Der Hingucker auf dem BMW-Stand in Mailand war zweifellos die Version R 1200 GS Rallye. An dem Sondermodell mit dem wie vor zwanzig Jahren an der R 80 GS Basic blau lackierten Hauptrahmen ist die Sitzbank nicht mehr zweigeteilt, sondern durchgängig und erleichtert dem Enduristen die Gewichtsverlagerung nach hinten. Außerdem ist der Sitzbezug seitlich weiß abgesetzt. Für einen sicheren Stand des Fahrers erhielt sie die breiteren, gezahnten Fußrasten der Adventure und Rahmenschützer aus Plastik gegen hässliche Kratzer.

Natürlich verfügt die Rallye über Drahtspeichenräder anstatt der sonst üblichen Gussfelgen, optional können schon ab Werk grobstollige Enduroreifen geordert werden. Leider konnte sich BMW nicht durchringen, der Rallye ein 21-Zoll-Vorderrad zu spendieren, wie es beispielsweise Honda bei der Africa Twin getan hat, sondern belässt es bei 19 Zoll. Das hätte die Geländetauglichkeit der GS noch etwas erhöht.

Sportfahrwerk serienmäßig

Am meisten dürfte die Rallye aber vom Sportfahrwerk profitieren, das es bislang schon gegen Aufpreis gab und bei ihr nun serienmäßig verbaut ist. Es enthält ein neues Telelever-Gelenk, härter abgestimmten Federn und Dämpfern vorne und hinten, außerdem zwanzig Millimeter mehr Federweg, entsprechend 210 Millimeter vorne und 220 Millimeter hinten. Es erhöht also nicht nur die Schluckfähigkeit des Fahrwerks, sondern macht die R 1200 GS Rallye, laut Aussage eines Testfahrers, auch handlicher. Die Bodenfreiheit und die Sitzhöhe steigen entsprechend ebenfalls um zwei Zentimeter. Das Sportfahrwerk macht jedoch das optionale semiaktive Fahrwerk „Dynamic ESA Next Generation“ zwingend notwendig. Durch die von der Sensorbox übermittelten Informationen erfolgte bei dem bisherigen „Dynamic ESA“ die Dämpfungsanpassung – sogar in Schräglage – an den jeweiligen Fahrzustand elektronisch im Millisekunden-Bereich. Die neue ESA-Generation stellt jetzt zusätzlich die Federbasis auf die Gegebenheiten ein, so wird beispielsweise ein durch höheres Fahrergewicht bewirktes Einsacken der Federung automatisch durch mehr Vorspannung ausgeglichen.

Deine Aufgaben ->
(1) Gib aus dem Text über die R 1200 GS Rallye den Abschnitt wortgetreu wieder, der mit „Natürlich verfügt die“ anfängt und bis einschließlich „noch etwas erhöht.“ weitergeht.
(2) Schreib den Text über die R 1200 GS Rallye im Anschluss an seinen letzten Satz weiter.

Aufgeführte Einträge ->
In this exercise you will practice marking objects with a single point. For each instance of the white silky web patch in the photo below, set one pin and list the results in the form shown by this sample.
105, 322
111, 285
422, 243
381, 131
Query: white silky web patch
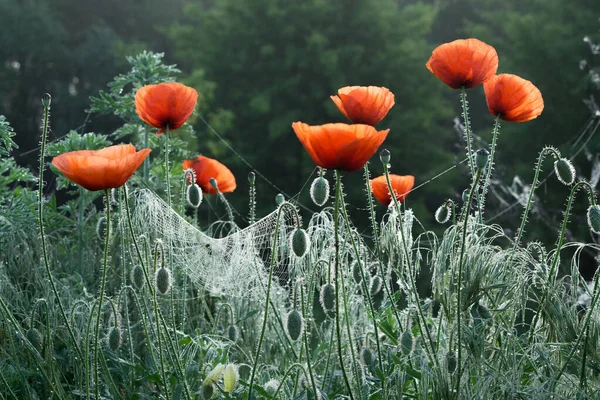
236, 265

Erwartete Antworten ->
(1)
Natürlich verfügt die Rallye über Drahtspeichenräder anstatt der sonst üblichen Gussfelgen, optional können schon ab Werk grobstollige Enduroreifen geordert werden. Leider konnte sich BMW nicht durchringen, der Rallye ein 21-Zoll-Vorderrad zu spendieren, wie es beispielsweise Honda bei der Africa Twin getan hat, sondern belässt es bei 19 Zoll. Das hätte die Geländetauglichkeit der GS noch etwas erhöht.

(2)
Für den Geländeeinsatz dienen bei der Rallye die Fahrmodi „Enduro“ und „Enduro Pro“. Ersterer Modus bewirkt eine weichere Gasannahme, später eingreifende Traktionskontrolle, andere Bremsverteilung und angepasstes ABS-Regelverhalten. Der „Enduro Pro“-Modus wird per Codierstecker freigeschaltet und deaktiviert die ABS-Funktion an der Hinterradbremse ab und lässt noch mehr Schlupf am Hinterrad zu. Wer mit dem 244-Kilogramm-Brocken ins Gelände fährt, sollte aber viel Offroad-Erfahrung mitbringen, denn die Grenzen der Physik kann auch die beste Elektronik nicht außer Kraft setzen.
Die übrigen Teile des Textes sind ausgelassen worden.